■ **What is needed**:
Extract each line of the items below that contains the string "wooden", copying the lines in the order they appear.

■ **Record extracts**:
------------------------

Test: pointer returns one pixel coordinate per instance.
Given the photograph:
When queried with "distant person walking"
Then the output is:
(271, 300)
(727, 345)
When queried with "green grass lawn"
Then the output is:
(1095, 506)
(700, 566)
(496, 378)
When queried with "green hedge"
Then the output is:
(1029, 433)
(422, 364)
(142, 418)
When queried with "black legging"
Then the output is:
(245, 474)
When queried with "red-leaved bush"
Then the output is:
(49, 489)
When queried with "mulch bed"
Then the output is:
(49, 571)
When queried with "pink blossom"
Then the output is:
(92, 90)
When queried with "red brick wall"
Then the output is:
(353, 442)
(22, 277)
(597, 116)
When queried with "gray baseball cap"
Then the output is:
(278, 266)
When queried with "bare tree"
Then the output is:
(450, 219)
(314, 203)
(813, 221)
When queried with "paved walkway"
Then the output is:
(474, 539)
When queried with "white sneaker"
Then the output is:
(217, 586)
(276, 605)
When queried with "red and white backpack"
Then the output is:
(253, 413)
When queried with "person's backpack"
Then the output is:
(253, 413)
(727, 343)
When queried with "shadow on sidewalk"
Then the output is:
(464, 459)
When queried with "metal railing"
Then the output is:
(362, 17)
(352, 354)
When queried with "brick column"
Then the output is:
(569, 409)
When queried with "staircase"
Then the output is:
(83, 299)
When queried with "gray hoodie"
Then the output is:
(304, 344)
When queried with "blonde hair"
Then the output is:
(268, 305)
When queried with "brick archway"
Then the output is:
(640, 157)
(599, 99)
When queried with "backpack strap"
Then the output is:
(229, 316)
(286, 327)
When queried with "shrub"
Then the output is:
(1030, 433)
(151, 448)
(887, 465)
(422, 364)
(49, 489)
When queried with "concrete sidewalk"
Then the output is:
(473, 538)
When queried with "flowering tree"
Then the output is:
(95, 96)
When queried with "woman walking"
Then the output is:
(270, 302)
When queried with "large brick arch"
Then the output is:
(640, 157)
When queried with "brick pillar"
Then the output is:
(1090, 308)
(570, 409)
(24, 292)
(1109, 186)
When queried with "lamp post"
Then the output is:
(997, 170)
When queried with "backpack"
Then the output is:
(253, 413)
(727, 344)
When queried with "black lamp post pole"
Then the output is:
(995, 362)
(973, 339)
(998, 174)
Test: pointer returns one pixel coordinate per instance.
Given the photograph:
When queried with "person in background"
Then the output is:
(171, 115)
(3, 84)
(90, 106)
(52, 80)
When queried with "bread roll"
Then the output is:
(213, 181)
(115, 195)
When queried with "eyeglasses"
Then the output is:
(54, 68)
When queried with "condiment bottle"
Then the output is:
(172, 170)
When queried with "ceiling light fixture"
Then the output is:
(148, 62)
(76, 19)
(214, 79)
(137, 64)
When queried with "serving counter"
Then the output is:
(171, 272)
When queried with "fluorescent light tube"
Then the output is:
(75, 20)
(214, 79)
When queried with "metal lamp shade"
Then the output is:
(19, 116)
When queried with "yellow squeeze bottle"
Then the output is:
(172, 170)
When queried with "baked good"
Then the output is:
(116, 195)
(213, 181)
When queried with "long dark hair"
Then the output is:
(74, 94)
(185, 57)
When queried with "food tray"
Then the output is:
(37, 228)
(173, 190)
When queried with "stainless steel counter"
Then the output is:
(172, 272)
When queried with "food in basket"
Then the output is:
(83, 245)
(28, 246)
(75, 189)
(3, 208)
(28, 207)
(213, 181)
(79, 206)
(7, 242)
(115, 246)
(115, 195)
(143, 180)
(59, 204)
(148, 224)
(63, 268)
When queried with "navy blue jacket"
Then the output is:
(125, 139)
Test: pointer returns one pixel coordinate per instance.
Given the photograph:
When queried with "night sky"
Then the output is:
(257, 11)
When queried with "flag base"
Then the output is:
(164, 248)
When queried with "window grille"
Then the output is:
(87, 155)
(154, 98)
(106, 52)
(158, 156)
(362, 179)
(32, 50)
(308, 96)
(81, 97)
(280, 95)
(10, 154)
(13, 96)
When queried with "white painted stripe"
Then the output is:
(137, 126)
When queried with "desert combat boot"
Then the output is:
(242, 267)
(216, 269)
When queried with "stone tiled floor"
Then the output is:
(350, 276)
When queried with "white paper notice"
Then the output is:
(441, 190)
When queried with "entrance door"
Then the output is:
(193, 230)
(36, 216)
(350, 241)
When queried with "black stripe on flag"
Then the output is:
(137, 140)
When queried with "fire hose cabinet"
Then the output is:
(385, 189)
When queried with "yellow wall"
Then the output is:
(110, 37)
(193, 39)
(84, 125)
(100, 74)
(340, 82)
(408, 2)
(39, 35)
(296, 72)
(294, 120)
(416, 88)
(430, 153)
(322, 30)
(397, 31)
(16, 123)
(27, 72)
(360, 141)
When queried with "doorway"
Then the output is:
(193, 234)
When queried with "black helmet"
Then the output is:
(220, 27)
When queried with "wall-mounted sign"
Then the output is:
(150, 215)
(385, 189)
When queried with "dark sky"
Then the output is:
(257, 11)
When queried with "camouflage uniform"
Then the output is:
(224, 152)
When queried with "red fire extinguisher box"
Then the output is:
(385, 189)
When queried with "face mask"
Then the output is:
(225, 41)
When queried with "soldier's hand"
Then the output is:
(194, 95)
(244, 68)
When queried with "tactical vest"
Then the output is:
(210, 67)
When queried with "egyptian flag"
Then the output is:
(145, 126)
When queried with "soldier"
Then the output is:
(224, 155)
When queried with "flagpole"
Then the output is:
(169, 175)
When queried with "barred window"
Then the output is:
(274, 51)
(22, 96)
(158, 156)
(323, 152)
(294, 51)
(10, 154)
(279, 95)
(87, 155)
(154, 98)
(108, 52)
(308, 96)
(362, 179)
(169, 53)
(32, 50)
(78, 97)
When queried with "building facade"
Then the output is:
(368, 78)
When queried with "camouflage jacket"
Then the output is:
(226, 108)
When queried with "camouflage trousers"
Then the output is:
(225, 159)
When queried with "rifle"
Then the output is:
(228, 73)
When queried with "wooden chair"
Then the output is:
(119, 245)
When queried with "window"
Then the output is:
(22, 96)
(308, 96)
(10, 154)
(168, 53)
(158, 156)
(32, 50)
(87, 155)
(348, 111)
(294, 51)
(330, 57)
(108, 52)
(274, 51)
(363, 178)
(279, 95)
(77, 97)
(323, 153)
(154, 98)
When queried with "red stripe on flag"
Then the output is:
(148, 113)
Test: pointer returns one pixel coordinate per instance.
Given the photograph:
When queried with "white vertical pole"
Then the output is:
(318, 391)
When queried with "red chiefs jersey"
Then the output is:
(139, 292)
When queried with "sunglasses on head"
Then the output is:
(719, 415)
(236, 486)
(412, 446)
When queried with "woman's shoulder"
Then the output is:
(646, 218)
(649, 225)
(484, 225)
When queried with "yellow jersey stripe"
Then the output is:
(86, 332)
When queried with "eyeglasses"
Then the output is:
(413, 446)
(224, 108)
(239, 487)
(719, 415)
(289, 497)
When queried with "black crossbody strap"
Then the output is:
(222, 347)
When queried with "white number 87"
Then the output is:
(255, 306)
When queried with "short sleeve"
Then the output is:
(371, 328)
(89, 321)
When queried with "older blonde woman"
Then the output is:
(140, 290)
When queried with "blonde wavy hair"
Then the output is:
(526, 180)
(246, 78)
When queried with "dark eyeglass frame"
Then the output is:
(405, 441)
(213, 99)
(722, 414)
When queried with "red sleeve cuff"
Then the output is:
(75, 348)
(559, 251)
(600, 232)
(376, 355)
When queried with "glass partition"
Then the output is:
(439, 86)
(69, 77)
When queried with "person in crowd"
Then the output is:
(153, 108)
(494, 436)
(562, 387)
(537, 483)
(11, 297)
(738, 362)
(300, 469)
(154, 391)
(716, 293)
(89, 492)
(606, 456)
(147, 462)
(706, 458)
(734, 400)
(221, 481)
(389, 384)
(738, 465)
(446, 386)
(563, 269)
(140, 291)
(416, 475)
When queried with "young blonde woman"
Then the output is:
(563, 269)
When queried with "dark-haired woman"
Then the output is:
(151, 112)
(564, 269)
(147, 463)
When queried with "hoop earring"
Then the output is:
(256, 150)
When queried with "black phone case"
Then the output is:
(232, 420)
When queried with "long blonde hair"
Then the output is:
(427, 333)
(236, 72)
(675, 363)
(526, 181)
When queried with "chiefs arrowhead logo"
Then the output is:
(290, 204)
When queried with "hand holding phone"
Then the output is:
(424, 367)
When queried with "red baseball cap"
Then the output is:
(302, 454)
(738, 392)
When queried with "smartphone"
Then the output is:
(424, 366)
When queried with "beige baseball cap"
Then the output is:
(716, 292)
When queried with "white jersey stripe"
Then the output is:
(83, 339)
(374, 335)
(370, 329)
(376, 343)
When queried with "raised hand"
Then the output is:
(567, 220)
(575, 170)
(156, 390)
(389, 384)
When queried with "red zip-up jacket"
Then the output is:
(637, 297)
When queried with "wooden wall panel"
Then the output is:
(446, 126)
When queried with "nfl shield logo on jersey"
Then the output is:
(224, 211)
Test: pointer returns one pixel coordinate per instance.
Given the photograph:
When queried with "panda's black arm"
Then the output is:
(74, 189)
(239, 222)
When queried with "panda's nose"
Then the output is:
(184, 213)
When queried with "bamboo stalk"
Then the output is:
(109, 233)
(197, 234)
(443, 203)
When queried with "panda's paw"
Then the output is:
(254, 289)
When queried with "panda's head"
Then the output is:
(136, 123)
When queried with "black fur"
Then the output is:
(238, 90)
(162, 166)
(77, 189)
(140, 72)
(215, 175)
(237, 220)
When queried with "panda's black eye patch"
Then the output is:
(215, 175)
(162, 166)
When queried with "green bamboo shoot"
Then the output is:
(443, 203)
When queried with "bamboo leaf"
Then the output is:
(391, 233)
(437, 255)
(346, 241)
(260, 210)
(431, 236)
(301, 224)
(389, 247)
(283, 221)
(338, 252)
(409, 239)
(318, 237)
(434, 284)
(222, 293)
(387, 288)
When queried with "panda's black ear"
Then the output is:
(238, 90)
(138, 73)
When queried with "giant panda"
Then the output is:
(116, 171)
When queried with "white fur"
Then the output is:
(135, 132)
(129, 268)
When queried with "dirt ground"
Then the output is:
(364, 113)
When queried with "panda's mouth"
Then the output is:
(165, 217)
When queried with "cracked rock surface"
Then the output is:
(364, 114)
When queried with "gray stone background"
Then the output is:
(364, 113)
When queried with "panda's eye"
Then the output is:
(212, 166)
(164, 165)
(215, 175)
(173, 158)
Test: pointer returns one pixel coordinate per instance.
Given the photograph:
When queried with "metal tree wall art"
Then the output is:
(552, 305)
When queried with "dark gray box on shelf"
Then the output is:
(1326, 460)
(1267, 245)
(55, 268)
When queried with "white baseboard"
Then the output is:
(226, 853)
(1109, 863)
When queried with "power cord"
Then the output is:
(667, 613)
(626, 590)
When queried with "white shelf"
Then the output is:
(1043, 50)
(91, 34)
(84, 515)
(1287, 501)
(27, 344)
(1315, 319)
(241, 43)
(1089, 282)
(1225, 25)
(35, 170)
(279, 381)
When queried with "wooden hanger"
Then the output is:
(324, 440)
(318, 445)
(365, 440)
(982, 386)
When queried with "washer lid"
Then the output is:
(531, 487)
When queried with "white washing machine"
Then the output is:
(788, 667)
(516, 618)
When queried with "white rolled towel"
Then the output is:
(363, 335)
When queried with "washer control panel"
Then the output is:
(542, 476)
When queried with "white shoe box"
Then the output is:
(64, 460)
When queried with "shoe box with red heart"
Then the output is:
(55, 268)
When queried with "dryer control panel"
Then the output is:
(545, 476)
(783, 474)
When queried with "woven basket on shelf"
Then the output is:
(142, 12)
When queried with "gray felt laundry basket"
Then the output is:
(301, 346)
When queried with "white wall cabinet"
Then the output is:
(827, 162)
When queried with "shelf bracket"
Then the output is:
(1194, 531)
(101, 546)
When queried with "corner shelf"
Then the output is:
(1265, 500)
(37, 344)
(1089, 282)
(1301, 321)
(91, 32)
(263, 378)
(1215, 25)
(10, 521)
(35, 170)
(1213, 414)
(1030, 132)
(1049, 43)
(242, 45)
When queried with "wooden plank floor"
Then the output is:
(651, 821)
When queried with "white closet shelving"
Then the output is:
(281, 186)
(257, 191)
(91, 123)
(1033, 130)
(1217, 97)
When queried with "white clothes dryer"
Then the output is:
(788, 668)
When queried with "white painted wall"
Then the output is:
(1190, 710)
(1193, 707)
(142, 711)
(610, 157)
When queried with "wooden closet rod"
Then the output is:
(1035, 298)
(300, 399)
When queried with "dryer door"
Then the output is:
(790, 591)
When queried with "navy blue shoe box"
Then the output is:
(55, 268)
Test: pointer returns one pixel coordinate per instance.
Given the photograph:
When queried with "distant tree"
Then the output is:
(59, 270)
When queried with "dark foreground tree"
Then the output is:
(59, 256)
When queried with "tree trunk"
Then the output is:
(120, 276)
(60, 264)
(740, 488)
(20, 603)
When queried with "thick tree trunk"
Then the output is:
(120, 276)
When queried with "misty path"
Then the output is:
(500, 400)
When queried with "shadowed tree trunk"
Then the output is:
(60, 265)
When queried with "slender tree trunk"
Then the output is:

------------------------

■ **Reply**:
When queried with "wooden chair"
When queried with "wooden wall panel"
When queried with "wooden hanger"
When queried with "wooden plank floor"
When queried with "wooden closet rod"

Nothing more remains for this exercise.